- _What is required_
Write out every record below exactly, so that nothing differs from what is shown.

++++ Provided material

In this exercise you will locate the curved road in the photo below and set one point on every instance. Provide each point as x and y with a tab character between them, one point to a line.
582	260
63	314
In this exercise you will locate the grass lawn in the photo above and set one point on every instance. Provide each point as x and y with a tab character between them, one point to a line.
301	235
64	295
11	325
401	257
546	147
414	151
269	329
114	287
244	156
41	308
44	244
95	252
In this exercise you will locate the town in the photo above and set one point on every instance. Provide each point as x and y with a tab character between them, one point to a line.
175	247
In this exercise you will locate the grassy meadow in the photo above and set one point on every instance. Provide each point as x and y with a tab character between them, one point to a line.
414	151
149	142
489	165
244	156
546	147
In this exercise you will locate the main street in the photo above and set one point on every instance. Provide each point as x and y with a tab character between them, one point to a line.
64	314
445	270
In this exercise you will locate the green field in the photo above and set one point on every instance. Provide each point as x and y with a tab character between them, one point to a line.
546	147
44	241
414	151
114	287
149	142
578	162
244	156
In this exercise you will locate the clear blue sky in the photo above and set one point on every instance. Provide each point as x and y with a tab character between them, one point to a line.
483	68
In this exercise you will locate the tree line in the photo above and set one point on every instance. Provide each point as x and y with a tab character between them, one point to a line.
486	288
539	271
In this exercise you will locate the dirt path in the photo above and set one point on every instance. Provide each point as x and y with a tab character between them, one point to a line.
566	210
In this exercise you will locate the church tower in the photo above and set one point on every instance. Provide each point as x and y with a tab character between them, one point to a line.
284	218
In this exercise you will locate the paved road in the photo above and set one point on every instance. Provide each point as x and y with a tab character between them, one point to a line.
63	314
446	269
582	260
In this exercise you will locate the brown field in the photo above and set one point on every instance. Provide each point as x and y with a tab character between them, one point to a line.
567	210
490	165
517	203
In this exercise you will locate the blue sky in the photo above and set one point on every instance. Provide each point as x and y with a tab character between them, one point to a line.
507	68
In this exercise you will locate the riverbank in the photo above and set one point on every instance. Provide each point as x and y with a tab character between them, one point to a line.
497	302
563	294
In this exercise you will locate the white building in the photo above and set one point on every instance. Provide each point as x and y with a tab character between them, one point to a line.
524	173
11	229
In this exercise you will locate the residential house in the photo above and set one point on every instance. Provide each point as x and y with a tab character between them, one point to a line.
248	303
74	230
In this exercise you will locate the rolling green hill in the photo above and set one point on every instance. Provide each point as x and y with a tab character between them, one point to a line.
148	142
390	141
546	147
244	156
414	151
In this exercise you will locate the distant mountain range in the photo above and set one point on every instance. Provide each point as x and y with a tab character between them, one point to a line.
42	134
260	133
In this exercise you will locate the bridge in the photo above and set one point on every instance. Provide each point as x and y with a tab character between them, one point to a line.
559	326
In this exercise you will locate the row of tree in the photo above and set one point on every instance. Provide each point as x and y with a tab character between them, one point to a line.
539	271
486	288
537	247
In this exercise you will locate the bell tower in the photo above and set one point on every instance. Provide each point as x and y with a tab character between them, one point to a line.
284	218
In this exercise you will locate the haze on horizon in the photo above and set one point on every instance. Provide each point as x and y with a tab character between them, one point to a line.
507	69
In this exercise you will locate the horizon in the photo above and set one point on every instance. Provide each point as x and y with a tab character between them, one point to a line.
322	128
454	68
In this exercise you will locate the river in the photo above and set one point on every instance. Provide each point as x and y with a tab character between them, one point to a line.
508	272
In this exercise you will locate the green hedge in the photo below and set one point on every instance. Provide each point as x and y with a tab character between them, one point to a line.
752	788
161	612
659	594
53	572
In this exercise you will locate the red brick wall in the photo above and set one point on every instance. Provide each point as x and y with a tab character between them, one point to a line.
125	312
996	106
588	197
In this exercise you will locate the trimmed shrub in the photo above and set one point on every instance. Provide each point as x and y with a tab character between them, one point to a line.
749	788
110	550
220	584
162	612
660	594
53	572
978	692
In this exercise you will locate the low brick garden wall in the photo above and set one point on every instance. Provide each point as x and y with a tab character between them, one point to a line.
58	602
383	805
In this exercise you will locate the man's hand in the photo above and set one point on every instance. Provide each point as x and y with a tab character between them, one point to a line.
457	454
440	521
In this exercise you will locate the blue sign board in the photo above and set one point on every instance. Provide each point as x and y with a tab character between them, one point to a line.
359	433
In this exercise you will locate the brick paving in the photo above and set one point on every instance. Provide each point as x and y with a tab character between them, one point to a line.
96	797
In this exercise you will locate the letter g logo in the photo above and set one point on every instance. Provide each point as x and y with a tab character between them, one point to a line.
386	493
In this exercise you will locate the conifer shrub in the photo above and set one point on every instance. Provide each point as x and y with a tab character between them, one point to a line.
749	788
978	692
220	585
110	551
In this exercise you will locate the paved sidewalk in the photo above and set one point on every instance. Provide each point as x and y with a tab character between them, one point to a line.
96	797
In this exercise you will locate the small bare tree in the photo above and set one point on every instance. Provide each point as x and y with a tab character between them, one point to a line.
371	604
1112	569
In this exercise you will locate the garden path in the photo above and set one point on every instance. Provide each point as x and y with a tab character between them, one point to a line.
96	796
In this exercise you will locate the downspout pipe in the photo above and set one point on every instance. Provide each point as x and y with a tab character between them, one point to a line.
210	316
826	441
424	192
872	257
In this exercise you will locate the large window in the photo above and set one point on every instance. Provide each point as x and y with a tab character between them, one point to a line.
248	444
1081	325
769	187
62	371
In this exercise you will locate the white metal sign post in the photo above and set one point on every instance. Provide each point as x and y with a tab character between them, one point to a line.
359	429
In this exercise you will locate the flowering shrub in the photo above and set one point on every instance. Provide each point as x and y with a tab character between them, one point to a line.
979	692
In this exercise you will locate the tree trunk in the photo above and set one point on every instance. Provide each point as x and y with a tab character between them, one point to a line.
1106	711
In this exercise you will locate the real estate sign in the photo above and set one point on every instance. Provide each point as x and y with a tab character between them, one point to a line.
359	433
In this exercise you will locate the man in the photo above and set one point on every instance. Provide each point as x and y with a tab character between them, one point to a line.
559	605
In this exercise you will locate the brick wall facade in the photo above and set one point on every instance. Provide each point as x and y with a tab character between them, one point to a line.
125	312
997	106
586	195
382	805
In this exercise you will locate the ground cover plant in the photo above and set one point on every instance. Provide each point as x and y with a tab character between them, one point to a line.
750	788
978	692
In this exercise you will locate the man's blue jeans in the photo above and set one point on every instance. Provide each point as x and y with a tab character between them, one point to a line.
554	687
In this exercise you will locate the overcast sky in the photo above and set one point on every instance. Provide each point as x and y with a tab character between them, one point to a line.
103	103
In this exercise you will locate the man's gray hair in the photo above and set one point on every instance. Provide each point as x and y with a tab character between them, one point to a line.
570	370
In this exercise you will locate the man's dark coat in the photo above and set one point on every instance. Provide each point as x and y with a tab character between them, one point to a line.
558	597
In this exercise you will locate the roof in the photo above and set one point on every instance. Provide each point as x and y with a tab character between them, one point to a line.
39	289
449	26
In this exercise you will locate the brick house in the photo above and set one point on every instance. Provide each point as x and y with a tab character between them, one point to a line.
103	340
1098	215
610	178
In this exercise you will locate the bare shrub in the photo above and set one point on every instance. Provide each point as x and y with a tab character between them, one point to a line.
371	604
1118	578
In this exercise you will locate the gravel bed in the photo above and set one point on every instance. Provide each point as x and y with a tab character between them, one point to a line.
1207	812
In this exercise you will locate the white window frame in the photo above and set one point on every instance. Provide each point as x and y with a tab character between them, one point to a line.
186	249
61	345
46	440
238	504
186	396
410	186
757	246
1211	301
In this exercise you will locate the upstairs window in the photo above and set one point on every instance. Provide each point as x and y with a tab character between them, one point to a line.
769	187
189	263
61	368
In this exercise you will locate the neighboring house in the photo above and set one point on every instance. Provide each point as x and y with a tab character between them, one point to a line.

++++++++

- _Task response_
In this exercise you will locate the curved road in the photo below and set one point on every instance. Provide each point as x and y with a tab character between them, one point to a line.
582	260
63	314
In this exercise you will locate the grass lawn in the photo above and set one point on every instance. Provide each point as x and y with a tab character between them, one point to a line.
301	235
64	295
11	325
401	257
546	147
414	151
269	329
114	287
244	156
41	308
44	244
95	252
In this exercise you will locate the town in the photo above and set one point on every instance. Provide each point as x and y with a tab character between them, one point to a line.
175	247
In this exercise you will locate the grassy meadow in the photo above and set one point on every instance. Provide each point as x and y with a tab character between them, one point to a line.
414	151
149	142
489	165
244	156
546	147
In this exercise you will locate the main street in the photo above and set one point on every instance. Provide each point as x and y with a tab character between them, one point to a line.
64	314
445	270
In this exercise you will locate the green field in the photo above and set one point on every instance. Provide each point as x and y with a tab character between them, one point to a line.
546	147
44	241
414	151
114	287
149	142
578	162
244	156
In this exercise you will locate the clear blue sky in the photo above and set one point on every instance. Provide each point as x and y with a tab character between them, one point to a line.
483	68
In this exercise you will locate the tree line in the photo above and set one point on every instance. Provide each point as x and y with a tab character between them, one point to a line.
486	288
539	271
In this exercise you will locate the dirt path in the photo above and set one point on every instance. Provide each point as x and y with a tab character between them, one point to a line.
566	210
In this exercise you will locate the church tower in the photo above and set one point on every instance. Provide each point as x and y with a tab character between them, one point to a line.
284	218
In this exercise you will locate the paved road in the photo above and set one point on every instance. Provide each point as x and y with a tab character between them, one point to a line.
63	314
446	269
582	260
In this exercise you will locate the brown field in the photo above and set one point on every instance. Provide each point as x and y with a tab character between them, one point to a line.
567	210
490	165
517	203
In this exercise you will locate the blue sky in the photo above and set one point on every instance. Provide each point as x and y with a tab character between them, one point to a line.
507	68
In this exercise you will locate the riverbank in the photo above and set one point on every instance. Provide each point as x and y with a tab character between them, one point to a line.
497	302
563	294
In this exercise you will locate the white building in the photo above and set one point on every instance. Provide each point as x and y with a tab character between them, one point to a line.
524	173
11	229
In this exercise you will locate the residential house in the photo above and set one point on every instance. Provide each point as x and y with a tab character between them, one point to a line.
248	303
74	230
In this exercise you will locate the rolling green hill in the photo above and set one point on every instance. Provide each point as x and y with a tab character between them, one point to a line.
148	142
390	141
546	147
244	156
414	151
In this exercise you will locate the distant mountain range in the photo above and set one point on every instance. Provide each point as x and y with a tab character between them, one point to a line.
42	134
260	133
In this exercise you will locate the bridge in the photo above and set one point on every instance. Provide each point as x and y with a tab character between them, one point to a line.
559	326
In this exercise you will locate the row of tree in the photo above and set one point on every instance. Provide each point as x and y with a tab character between them, one point to a line.
539	271
486	288
537	247
In this exercise you will locate the bell tower in the photo above and set one point on every instance. Provide each point as x and y with a tab character between them, one point to a line.
284	218
In this exercise you will locate the haze on horizon in the photo above and set one point on every instance. Provide each point as x and y with a tab character between them, one point to a line.
507	69
In this exercise you will locate the horizon in the photo above and set one point on every instance. Provide each point as x and y with a tab character between them, one point to a line.
322	128
454	68
In this exercise you will locate the river in the photo above and set one point on every instance. Provide each point as x and y with a tab character between them, one point to a line.
508	272
In this exercise you will locate the green hedge in the photo below and set one point on every instance. Provide each point as x and y with a tab character between them, one point to a line.
752	788
161	612
659	594
53	572
In this exercise you will locate the red brick wall in the photo above and set one point on every instance. Provide each point as x and y with a tab character between them, one point to a line.
125	312
996	106
588	197
In this exercise you will locate the trimmed shrub in the photo above and set one point on every instance. Provide each point as x and y with a tab character between them, one point to a line.
749	788
110	550
220	584
162	612
660	594
53	572
978	692
In this exercise you will locate the low brick garden wall in the photo above and set one point on every instance. Provide each point as x and y with a tab character between them, one point to a line.
58	602
383	805
In this exercise you will locate the man's hand in the photo above and set one point on every instance. Provide each point as x and y with a tab character between them, one point to a line.
457	454
440	521
In this exercise you will locate the blue sign board in the photo above and set one point on every instance. Provide each point as x and y with a tab character between them, one point to a line.
359	433
In this exercise you will locate the brick paving in the photo above and set one point on every instance. Provide each point as x and y with a tab character between them, one point to a line.
96	797
In this exercise you will locate the letter g logo in the photo above and set one point on every instance. Provide each point as x and y with a tab character between them, one point to a line.
386	493
In this exercise you will locate the conifer shrub in the photo above and set one point on every instance. Provide each point as x and y with a tab character between them, one point to a line.
749	788
978	692
220	585
110	551
In this exercise you will locate the paved sidewalk in the photo above and set one point on every instance. Provide each point as x and y with a tab character between them, one point to a line.
96	797
In this exercise you will locate the small bare tree in the photo above and set one point on every instance. Provide each point as x and y with a tab character between them, one point to a line.
371	604
1112	569
In this exercise you will locate the garden path in the photo above and set one point on every instance. Provide each point as x and y with a tab character between them, one point to a line.
96	796
In this exercise you will locate the downspout pipe in the photo above and set one point on every instance. Provide each point as x and y with a tab character between them, one point to a line.
210	316
826	441
424	192
872	257
In this exercise you will locate the large window in the photo above and set one point on every instance. Provide each point as x and y with a tab character between them, one point to a line.
248	444
1081	325
769	187
62	371
In this exercise you will locate the white metal sign post in the photo above and set one point on every instance. Provide each point as x and y with a tab character between them, one point to a line.
359	429
In this exercise you will locate the flowering shrub in the photo above and set one point on every instance. Provide each point as x and y with a tab character between them, one point to a line.
979	692
In this exercise you will locate the tree trunk in the photo above and set one point on every instance. Provide each point as x and y with a tab character between them, one point to a line.
1106	711
In this exercise you will locate the real estate sign in the photo above and set one point on every instance. Provide each point as x and y with a tab character between them, one point to a line.
359	433
In this exercise you will locate the man in the photo above and set one point on every instance. Provide each point as x and y with a tab character between them, one point to a line.
559	605
In this exercise you will locate the brick wall facade in the photo above and set one point on every instance. Provide each point as x and y with a tab character between them, one point to a line.
125	312
997	106
586	195
382	805
In this exercise you will locate the ground cover plant in the photo above and set one point on every instance. Provide each point as x and y with a tab character between them, one point to a line.
750	788
978	692
In this exercise you will locate the man's blue jeans in the photo above and set one point on every instance. Provide each point as x and y with a tab character between them, one point to a line.
554	687
In this exercise you will locate the overcast sky in the photo above and set one point on every instance. Provide each point as x and y with a tab character between them, one point to a line.
103	103
In this exercise you will locate the man's gray hair in the photo above and set one point on every instance. Provide each point as x and y with a tab character between them, one point to a line.
570	370
In this exercise you will locate the man's dark coat in the photo above and set one point on every instance. Provide each point as x and y with a tab character between them, one point to a line.
558	597
In this exercise you will locate the roof in the photo above and set one point on every instance. Provide each point as x and y with a tab character between them, one point to a line.
39	289
449	26
In this exercise you will locate the brick house in the photo above and set one point on every instance. Provide each point as x and y with a tab character between them, one point to a line.
103	340
1098	215
610	178
In this exercise you will locate the bare shrub in the photo above and set one point on every instance. Provide each point as x and y with a tab character between them, one point to a line.
371	604
1118	578
In this exercise you will locate the gravel bed in the photo above and set one point on every instance. Provide each point as x and y with a tab character between them, one point to a line.
1207	812
In this exercise you will locate the white window frame in the photo above and set one point on every instance. Provide each point as x and y with a tab character between them, one point to a line.
186	249
61	345
46	440
238	504
186	396
410	186
757	246
1211	301
In this exercise you will locate the upstairs window in the photo above and set one point on every instance. Provide each point as x and y with a tab character between them, one point to a line.
769	187
189	263
61	368
In this exercise you will locate the neighboring house in the photo above and set one point on every instance. Provide each point as x and y with a tab character between them, one point to a line.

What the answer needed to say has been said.